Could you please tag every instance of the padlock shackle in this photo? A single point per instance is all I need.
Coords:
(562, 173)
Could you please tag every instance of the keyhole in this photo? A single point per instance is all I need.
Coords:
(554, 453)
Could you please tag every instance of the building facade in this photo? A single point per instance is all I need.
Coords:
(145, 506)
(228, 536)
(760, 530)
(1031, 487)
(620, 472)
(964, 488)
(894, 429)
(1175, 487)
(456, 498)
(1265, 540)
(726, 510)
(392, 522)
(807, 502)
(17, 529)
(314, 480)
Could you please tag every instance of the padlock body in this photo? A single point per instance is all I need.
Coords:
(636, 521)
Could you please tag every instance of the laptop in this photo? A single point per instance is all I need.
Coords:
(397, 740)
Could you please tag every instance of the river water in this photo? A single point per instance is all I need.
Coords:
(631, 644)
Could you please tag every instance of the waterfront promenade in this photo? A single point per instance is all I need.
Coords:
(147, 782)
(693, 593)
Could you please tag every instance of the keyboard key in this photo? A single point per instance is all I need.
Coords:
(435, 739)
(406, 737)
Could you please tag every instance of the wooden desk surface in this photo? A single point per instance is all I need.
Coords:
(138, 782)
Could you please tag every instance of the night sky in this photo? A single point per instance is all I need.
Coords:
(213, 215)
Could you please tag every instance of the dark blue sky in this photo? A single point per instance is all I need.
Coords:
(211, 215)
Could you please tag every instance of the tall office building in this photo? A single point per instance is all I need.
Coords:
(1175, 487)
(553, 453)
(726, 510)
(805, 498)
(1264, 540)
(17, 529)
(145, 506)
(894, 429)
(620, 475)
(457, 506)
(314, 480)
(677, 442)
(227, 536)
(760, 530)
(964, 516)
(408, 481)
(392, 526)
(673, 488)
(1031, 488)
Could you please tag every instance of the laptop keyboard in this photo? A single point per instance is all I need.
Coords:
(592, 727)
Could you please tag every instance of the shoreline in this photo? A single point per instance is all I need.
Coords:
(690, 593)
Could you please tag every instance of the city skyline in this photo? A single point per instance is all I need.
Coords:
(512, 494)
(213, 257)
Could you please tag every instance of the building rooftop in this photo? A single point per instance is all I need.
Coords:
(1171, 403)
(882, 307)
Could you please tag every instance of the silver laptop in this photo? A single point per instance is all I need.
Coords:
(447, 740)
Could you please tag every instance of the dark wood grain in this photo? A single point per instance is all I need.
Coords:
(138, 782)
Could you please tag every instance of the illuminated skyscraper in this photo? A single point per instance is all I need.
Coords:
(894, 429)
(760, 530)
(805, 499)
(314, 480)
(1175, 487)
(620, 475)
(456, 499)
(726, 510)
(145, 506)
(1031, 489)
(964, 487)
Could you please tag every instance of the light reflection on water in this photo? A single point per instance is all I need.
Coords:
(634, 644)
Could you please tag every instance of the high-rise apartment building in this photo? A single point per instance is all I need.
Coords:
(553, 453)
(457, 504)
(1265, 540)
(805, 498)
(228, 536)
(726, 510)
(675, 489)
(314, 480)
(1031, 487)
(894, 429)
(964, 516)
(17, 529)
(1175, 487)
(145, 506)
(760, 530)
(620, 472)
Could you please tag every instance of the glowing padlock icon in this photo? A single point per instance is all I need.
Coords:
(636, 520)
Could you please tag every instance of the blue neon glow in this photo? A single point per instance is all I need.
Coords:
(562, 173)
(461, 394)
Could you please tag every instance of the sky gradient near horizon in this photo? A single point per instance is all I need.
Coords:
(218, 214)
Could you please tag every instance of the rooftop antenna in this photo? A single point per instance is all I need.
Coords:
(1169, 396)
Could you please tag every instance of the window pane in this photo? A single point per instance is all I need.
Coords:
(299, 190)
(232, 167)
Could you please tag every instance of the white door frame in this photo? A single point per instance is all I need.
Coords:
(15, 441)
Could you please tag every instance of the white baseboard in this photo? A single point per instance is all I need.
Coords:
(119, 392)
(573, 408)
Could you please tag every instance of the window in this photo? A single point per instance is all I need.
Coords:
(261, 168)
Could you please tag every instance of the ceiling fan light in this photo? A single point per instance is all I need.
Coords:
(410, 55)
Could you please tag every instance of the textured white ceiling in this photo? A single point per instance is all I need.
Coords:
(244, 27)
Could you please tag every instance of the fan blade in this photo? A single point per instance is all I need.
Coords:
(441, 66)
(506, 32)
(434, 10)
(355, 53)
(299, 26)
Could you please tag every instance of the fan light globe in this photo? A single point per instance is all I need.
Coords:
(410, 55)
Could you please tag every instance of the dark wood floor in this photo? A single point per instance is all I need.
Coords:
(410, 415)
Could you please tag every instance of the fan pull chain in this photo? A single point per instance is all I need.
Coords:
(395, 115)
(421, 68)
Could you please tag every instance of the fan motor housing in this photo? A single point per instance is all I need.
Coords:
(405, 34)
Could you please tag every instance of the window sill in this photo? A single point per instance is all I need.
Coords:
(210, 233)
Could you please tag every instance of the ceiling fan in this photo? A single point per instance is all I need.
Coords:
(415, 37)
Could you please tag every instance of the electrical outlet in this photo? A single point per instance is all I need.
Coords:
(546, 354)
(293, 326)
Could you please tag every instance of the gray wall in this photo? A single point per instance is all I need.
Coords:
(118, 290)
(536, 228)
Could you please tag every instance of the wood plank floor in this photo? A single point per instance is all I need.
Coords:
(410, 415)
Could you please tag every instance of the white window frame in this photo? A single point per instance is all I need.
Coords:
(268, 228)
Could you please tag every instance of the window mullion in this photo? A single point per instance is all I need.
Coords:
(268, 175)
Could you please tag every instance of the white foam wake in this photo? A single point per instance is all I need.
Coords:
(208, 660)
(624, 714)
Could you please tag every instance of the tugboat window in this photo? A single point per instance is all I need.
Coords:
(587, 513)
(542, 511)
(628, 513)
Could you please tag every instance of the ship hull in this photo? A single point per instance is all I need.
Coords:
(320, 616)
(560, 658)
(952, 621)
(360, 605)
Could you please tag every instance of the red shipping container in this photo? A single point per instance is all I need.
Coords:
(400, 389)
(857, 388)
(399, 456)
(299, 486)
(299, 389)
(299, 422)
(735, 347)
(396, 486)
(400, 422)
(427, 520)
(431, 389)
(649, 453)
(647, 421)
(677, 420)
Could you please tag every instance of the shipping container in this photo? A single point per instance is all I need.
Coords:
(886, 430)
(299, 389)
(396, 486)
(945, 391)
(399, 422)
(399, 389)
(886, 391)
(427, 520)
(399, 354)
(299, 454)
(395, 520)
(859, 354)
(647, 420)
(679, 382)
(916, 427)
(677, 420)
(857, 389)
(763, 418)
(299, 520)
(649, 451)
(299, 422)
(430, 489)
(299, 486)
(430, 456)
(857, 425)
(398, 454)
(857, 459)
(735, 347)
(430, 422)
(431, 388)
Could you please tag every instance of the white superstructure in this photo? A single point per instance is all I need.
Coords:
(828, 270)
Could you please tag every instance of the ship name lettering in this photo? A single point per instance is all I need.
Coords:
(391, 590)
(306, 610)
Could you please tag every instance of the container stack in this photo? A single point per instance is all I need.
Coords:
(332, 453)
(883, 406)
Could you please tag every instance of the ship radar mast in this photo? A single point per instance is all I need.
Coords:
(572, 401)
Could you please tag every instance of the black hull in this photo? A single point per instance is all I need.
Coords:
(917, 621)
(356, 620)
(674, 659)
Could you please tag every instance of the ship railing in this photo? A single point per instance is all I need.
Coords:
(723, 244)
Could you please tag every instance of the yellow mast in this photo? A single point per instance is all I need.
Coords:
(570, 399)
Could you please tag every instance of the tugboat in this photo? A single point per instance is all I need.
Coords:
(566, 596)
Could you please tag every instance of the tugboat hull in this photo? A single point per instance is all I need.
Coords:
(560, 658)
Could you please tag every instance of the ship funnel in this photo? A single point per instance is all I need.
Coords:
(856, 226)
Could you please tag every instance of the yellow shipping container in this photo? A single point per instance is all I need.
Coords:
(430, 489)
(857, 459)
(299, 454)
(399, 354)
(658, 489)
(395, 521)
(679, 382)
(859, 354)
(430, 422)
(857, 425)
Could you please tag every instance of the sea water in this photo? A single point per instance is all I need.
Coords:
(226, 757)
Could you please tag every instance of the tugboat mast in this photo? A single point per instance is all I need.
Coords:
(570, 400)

= Written problem =
Quote verbatim the stretch of the listing from the line containing "Could you please tag every instance of the sea" through the end of the listing.

= Result for this exercise =
Could you please tag every instance of the sea water in this photo? A single point per instance is all I need.
Coords:
(226, 757)
Could you please tag every instance of the tugboat mast in this photo? A single point per instance is all I need.
Coords:
(570, 400)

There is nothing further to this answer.